++++ Data supplied

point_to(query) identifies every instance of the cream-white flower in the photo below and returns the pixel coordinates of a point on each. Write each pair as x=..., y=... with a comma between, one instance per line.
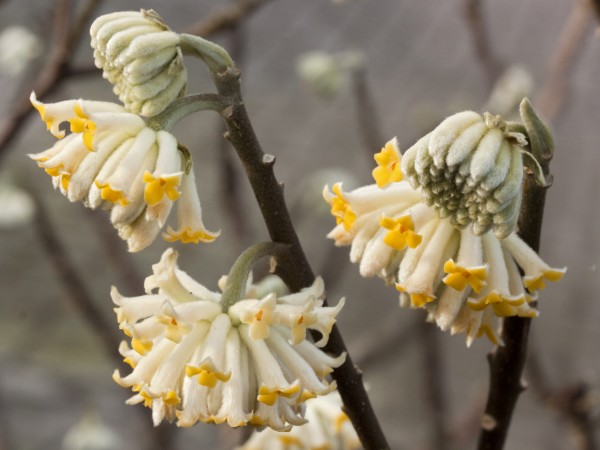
x=141, y=57
x=470, y=169
x=328, y=427
x=464, y=280
x=112, y=160
x=195, y=360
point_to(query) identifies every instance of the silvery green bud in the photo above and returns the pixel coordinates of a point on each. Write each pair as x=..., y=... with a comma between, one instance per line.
x=141, y=57
x=470, y=169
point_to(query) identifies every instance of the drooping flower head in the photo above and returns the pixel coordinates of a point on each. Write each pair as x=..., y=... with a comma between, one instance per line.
x=328, y=427
x=444, y=237
x=195, y=358
x=141, y=57
x=113, y=160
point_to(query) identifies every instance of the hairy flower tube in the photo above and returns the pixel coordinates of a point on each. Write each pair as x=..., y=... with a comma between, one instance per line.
x=141, y=57
x=195, y=358
x=328, y=427
x=112, y=160
x=464, y=280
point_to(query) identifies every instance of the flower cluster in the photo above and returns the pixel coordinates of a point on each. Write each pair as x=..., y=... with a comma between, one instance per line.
x=141, y=57
x=195, y=359
x=112, y=160
x=462, y=279
x=328, y=427
x=470, y=169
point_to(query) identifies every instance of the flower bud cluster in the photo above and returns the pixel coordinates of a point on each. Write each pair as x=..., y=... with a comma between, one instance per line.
x=141, y=57
x=195, y=360
x=470, y=169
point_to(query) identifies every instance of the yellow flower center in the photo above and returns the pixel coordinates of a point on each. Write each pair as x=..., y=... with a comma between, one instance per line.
x=388, y=168
x=83, y=124
x=207, y=375
x=459, y=277
x=401, y=232
x=340, y=208
x=110, y=194
x=268, y=396
x=157, y=188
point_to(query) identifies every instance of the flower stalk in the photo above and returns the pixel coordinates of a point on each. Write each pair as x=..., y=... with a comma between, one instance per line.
x=237, y=280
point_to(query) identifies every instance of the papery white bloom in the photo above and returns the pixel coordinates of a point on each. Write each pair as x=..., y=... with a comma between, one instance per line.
x=112, y=160
x=464, y=280
x=328, y=427
x=141, y=57
x=18, y=47
x=193, y=360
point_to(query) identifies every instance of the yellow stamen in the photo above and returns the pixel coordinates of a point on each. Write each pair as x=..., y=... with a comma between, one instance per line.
x=110, y=194
x=157, y=188
x=83, y=124
x=187, y=235
x=129, y=361
x=207, y=375
x=289, y=440
x=537, y=283
x=171, y=398
x=420, y=300
x=401, y=232
x=389, y=169
x=142, y=347
x=458, y=276
x=268, y=396
x=340, y=208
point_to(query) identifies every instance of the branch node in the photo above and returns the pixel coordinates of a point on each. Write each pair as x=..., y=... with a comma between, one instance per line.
x=268, y=159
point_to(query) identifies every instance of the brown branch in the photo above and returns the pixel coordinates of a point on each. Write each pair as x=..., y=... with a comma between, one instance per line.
x=481, y=40
x=64, y=40
x=224, y=18
x=294, y=268
x=554, y=91
x=434, y=385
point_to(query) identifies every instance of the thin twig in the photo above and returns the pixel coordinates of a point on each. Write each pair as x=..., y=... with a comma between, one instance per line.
x=570, y=401
x=51, y=75
x=481, y=40
x=434, y=387
x=294, y=268
x=224, y=18
x=554, y=91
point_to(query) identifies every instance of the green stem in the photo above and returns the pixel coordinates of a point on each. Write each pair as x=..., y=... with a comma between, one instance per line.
x=185, y=106
x=237, y=280
x=215, y=56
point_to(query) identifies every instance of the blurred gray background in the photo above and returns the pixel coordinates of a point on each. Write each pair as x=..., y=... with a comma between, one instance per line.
x=421, y=64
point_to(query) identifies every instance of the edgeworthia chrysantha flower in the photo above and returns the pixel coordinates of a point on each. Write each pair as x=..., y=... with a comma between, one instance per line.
x=113, y=160
x=400, y=231
x=141, y=57
x=196, y=358
x=328, y=427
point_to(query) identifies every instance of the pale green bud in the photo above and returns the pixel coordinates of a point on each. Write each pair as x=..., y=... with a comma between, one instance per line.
x=470, y=169
x=141, y=57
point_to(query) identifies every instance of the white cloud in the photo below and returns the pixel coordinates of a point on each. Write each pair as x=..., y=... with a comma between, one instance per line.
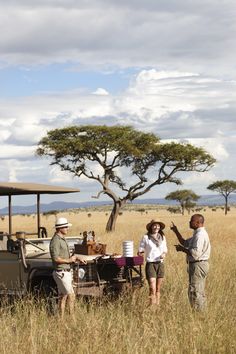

++++++++

[Task brief]: Could the data above be repeated exactly, with every picture dropped?

[Answer to the exercise]:
point_to(query) identifies every instance of the cream-white flower in the photo below and returns the pixel coordinates of a point on each. Write each pair as x=..., y=... with a comma between, one instance per line.
x=141, y=57
x=470, y=169
x=328, y=427
x=464, y=280
x=112, y=160
x=195, y=360
point_to(query) identifies every instance of the silvery green bud in the photo above and returns the pixel coordinates of a point on each. Write each pair as x=..., y=... with a comma between, one instance per line.
x=141, y=57
x=470, y=169
point_to(query) identifies every instance of the drooping flower head in the photo above and returns the pixel coordinates of a point on each. Write each pair as x=..., y=... with a comma between, one instance per line.
x=328, y=427
x=444, y=237
x=195, y=358
x=141, y=57
x=113, y=160
point_to(query) identifies every instance of the hairy flower tube in the photo above and returns the pixel coordinates of a point on each. Write each pair as x=..., y=... with a comma between, one instance per line.
x=141, y=57
x=195, y=358
x=328, y=427
x=112, y=160
x=464, y=280
point_to(query) identifies every instance of the flower cluster in the photo above and returns the pixel coordinates of a point on each. Write each pair as x=..., y=... with a comma between, one instance per line.
x=141, y=57
x=195, y=359
x=112, y=160
x=462, y=279
x=328, y=427
x=470, y=169
point_to(query) identifies every instance of the flower bud cluster in the photo above and returns the pixel coordinates of a point on each. Write each pair as x=..., y=... with a comma between, one instance per line.
x=141, y=57
x=195, y=360
x=470, y=169
point_to(query) identifies every instance of the yellow flower center in the photo above and returns the pixel coordinates of a point on each. Write each pair as x=..., y=... with a comma between, one instance per line.
x=388, y=168
x=83, y=124
x=207, y=375
x=459, y=277
x=401, y=232
x=340, y=208
x=110, y=194
x=268, y=396
x=157, y=188
point_to(query) identifies every instance of the flower stalk in the photo above and returns the pixel coordinates of a point on each. Write each pair as x=..., y=... with a comma between, one instance per line.
x=237, y=280
point_to(query) identifies every instance of the papery white bloom in the photo above and returns the pixel coordinates of a point on each. Write each pair as x=..., y=... with a comma between, one instance per line.
x=112, y=160
x=464, y=280
x=328, y=427
x=141, y=57
x=18, y=47
x=193, y=360
point_to(query) identifies every instance of the yellow stamen in the photo above and returns the pixel coordinates of a point on each. Write each pair as x=..., y=... with a comma between, one instance per line.
x=110, y=194
x=157, y=188
x=83, y=124
x=187, y=235
x=129, y=361
x=207, y=375
x=289, y=440
x=537, y=283
x=171, y=398
x=420, y=300
x=401, y=232
x=389, y=169
x=142, y=347
x=458, y=276
x=268, y=396
x=340, y=208
point_to(query) identifies every instance of the branch node in the photo above and returns the pixel coordinates of a point on each. Write each pair as x=..., y=... with a comma between, one instance per line.
x=268, y=159
point_to(query) identifies every instance of the brown branch in the photo above and returns the pixel coordinates of a point on each. Write each pair as x=..., y=... with a comma between, one instance per line.
x=481, y=40
x=64, y=40
x=224, y=18
x=294, y=268
x=554, y=91
x=434, y=385
point_to(query) identifies every instance of the thin twig in the photo above and returns the pixel coordinates of a point on each. Write each pair as x=..., y=... with a comma between, one instance per line.
x=570, y=401
x=51, y=75
x=481, y=40
x=434, y=387
x=294, y=268
x=224, y=18
x=554, y=91
point_to(query) identifies every instance of the green stem in the photo above and returns the pixel coordinates of a point on each. Write each pair as x=..., y=... with a comma between, one instance per line.
x=185, y=106
x=237, y=280
x=215, y=56
point_to(query) identifies every instance of the blurred gray background in the photo above and returns the pixel coordinates of a point on each. Write each pair as x=..., y=... with a comma between, one instance per line.
x=421, y=64
point_to(query) identifies every instance of the edgeworthia chrysantha flower in the photo above and returns the pixel coordinates of a point on each. Write each pair as x=..., y=... with a comma between, one instance per line.
x=113, y=160
x=400, y=231
x=141, y=57
x=196, y=358
x=328, y=427
point_to(query) identifies every instance of the pale green bud in the photo above and returns the pixel coordinates of a point on each. Write each pair as x=..., y=... with a comma between, one instance per line.
x=470, y=169
x=141, y=57
point_to(query) identifies every instance of the white cloud in the photo below and returns the pixel coordinates of a point on each. Write each pair as x=..., y=... with a comma between, one instance per line.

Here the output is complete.